> **What to work on**
Copy out every one of the entries below word for word, leaving out the pictures.

— start of Given records —

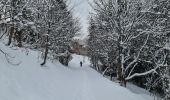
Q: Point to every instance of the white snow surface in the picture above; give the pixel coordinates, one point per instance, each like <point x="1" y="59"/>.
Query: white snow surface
<point x="30" y="81"/>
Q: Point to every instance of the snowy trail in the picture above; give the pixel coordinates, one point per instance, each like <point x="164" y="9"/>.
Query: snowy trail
<point x="30" y="81"/>
<point x="95" y="87"/>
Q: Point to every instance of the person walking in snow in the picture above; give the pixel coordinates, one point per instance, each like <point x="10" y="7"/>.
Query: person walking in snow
<point x="81" y="63"/>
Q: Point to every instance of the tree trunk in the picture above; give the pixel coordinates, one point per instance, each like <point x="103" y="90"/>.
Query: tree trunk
<point x="46" y="52"/>
<point x="10" y="36"/>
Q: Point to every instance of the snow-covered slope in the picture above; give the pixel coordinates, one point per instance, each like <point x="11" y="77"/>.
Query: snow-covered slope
<point x="30" y="81"/>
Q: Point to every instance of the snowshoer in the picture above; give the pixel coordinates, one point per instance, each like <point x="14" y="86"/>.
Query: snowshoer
<point x="81" y="63"/>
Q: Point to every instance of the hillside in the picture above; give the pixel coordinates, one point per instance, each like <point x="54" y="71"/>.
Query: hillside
<point x="30" y="81"/>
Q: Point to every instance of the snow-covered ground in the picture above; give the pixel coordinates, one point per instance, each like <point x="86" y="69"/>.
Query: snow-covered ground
<point x="30" y="81"/>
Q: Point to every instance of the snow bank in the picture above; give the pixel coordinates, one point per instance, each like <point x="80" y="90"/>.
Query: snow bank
<point x="30" y="81"/>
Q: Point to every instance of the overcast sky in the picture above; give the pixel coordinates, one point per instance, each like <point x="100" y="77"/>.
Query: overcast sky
<point x="81" y="10"/>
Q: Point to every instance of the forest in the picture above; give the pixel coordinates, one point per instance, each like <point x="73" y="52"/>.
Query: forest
<point x="129" y="40"/>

— end of Given records —

> **Output for this task**
Q: Point to every instance of the white snow surface in the picture above; give the pixel coordinates, one point per instance, each like <point x="1" y="59"/>.
Query: white snow surface
<point x="30" y="81"/>
Q: Point to every instance of the snowy trail in the picture above; give the pixel coordinates, one point per instance, each like <point x="164" y="9"/>.
Query: snowy trail
<point x="30" y="81"/>
<point x="95" y="87"/>
Q: Point to every instance of the person walking in snow in the picture above; give the pixel coordinates, one point per instance, each like <point x="10" y="7"/>.
Query: person walking in snow
<point x="81" y="63"/>
Q: Point to every instance of the tree trunk in the picture above; give the pixel coordinates, one point per instance, each like <point x="103" y="90"/>.
Query: tree trunk
<point x="46" y="52"/>
<point x="10" y="36"/>
Q: Point to every instance of the snow-covered slope in the picture above; give the pixel coordinates, one point per instance, each like <point x="11" y="77"/>.
Query: snow-covered slope
<point x="30" y="81"/>
Q: Point to every instance of the snowshoer in the picture above; give the pixel coordinates, one point per instance, each like <point x="14" y="86"/>.
Query: snowshoer
<point x="81" y="63"/>
Q: Point to every instance of the hillside in the picture above; give the pixel coordinates, one point per instance, each like <point x="54" y="71"/>.
Query: hillside
<point x="30" y="81"/>
Q: Point to every instance of the snow-covered ground in the picture above; give the pixel coordinates, one point per instance, each like <point x="86" y="69"/>.
Query: snow-covered ground
<point x="30" y="81"/>
Q: Point to every instance of the snow bank in the picture above; give the pixel coordinates, one point per instance, each like <point x="80" y="90"/>.
Query: snow bank
<point x="30" y="81"/>
Q: Point to every instance of the overcast sky in the picture above; give the pixel coordinates, one point per instance, each like <point x="100" y="77"/>.
Query: overcast sky
<point x="81" y="10"/>
Q: Point to every instance of the forest in the picture above; give the pixel coordinates, one point per instance, each like <point x="73" y="52"/>.
Query: forest
<point x="129" y="40"/>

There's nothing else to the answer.